### Aim
Copy out the final stretch of the listing: the line that contains "Target: tile wainscoting" and all lines after it, exactly as they appear.

### Material
————————

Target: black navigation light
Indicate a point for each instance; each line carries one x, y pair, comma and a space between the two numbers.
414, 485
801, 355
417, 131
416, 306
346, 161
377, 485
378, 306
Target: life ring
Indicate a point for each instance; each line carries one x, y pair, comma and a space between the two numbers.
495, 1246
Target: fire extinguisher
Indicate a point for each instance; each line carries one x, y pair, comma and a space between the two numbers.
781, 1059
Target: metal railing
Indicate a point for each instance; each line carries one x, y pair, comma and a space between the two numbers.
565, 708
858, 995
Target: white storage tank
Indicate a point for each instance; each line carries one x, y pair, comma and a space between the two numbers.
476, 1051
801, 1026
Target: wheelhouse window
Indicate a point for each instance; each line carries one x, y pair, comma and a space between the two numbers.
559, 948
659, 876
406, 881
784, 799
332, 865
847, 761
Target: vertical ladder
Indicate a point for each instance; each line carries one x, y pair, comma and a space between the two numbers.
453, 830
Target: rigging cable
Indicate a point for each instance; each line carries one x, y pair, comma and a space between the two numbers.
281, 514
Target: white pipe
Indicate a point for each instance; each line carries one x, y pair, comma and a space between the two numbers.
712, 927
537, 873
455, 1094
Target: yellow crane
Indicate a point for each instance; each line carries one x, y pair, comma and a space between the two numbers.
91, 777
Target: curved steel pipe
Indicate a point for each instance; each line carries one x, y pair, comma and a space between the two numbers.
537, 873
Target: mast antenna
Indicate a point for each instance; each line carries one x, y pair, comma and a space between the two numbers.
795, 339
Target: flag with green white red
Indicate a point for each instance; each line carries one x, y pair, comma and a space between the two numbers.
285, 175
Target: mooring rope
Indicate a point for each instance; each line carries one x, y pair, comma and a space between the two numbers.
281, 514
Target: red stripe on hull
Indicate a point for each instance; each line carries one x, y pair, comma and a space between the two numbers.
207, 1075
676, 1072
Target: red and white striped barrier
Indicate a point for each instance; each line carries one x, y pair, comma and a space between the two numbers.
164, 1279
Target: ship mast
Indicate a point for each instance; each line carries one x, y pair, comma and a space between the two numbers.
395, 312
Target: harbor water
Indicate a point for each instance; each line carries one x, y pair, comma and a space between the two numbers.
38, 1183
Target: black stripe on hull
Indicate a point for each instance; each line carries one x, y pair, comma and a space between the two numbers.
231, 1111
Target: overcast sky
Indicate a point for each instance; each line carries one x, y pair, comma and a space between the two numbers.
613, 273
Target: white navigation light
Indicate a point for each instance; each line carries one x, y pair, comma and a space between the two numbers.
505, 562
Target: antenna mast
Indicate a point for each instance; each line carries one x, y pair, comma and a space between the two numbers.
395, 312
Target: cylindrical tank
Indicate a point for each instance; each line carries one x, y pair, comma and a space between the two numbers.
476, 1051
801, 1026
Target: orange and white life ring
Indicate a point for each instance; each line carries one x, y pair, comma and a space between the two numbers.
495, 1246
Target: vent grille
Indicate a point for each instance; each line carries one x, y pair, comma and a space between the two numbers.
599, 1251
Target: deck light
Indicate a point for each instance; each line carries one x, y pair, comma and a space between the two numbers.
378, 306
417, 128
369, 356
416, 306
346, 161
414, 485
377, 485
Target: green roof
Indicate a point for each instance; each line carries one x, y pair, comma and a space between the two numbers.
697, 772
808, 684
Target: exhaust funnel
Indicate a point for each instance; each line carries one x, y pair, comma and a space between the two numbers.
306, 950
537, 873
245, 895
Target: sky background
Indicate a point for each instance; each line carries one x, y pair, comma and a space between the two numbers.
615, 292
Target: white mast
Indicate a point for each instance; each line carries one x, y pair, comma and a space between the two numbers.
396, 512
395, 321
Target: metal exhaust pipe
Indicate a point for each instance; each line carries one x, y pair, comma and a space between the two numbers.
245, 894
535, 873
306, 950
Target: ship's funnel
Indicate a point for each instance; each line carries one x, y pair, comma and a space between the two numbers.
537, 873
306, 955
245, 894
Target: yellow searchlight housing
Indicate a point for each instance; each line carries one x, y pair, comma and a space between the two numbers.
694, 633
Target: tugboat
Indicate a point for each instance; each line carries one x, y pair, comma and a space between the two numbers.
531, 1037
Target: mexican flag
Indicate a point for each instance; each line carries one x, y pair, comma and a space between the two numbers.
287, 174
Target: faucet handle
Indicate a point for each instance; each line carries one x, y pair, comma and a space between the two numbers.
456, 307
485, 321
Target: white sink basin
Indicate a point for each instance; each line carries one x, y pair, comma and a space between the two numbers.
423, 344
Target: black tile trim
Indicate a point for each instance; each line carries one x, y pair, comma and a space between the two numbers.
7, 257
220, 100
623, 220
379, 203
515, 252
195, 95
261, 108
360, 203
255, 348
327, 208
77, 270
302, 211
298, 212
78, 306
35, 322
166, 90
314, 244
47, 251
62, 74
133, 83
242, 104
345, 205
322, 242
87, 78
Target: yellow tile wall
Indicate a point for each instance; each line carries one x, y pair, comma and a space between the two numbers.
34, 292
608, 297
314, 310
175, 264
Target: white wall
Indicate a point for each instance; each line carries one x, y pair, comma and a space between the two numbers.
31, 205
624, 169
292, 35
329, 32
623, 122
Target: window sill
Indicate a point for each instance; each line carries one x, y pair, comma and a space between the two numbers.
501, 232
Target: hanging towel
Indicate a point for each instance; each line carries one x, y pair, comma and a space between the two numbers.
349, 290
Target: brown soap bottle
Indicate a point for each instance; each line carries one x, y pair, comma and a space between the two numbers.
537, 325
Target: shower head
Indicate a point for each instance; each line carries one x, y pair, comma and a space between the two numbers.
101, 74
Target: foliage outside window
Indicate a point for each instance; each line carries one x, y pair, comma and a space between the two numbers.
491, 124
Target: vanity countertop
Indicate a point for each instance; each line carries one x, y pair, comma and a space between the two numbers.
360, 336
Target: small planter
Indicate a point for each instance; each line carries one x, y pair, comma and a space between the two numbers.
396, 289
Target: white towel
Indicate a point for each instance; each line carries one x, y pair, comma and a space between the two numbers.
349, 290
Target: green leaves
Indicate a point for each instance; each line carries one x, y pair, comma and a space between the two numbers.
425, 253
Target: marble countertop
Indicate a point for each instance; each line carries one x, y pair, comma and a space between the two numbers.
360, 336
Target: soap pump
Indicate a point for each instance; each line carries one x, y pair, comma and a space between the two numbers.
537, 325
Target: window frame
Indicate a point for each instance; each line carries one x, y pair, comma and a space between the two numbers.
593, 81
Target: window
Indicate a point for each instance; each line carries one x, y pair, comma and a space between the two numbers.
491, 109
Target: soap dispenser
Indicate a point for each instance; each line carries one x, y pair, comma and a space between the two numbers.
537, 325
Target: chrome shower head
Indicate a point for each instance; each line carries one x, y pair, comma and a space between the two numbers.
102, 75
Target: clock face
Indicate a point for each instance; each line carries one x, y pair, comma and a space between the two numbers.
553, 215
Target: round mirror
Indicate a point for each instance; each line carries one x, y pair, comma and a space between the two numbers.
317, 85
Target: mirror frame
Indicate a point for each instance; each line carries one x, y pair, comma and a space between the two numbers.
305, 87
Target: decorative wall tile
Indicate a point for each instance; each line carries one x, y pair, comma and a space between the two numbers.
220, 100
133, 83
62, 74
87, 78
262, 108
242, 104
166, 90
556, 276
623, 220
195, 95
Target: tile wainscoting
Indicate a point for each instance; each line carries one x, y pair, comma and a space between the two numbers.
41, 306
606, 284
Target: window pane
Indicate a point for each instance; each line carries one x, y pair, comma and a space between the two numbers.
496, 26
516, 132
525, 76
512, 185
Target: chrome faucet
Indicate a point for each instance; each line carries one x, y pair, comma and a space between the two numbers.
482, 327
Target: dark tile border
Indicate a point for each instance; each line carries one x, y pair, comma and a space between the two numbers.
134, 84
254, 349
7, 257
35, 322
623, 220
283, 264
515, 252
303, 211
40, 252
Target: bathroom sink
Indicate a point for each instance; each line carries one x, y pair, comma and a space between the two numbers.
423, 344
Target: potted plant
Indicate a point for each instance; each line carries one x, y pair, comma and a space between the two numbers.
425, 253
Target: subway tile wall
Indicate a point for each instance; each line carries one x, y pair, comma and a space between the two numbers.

————————

### Exercise response
Target: tile wainscoting
Indicate a point for each instance; each line carries one x, y pair, comma and a space between the two numbers.
41, 306
606, 284
Target: window pane
Indicate a point for each instance; each line carries one x, y pair, comma and a space between the two numbers.
496, 26
516, 132
525, 76
512, 185
Target: chrome faucet
Indicate a point for each instance; each line carries one x, y pair, comma and a space between the two numbers.
482, 327
Target: dark tile border
Indicate a point for each instance; each line carries one x, y pair, comma and a space between the two numbers.
134, 84
254, 349
7, 257
35, 322
623, 220
283, 264
515, 252
303, 211
40, 252
Target: bathroom sink
Indicate a point for each instance; each line carries one x, y pair, comma and a space between the two numbers.
423, 344
Target: potted plant
Indicate a point for each instance; each line carries one x, y pair, comma and a space between the two numbers.
425, 253
Target: subway tile wall
Indicate a point for each instance; each line carries one x, y pair, comma and a space between the two numbers.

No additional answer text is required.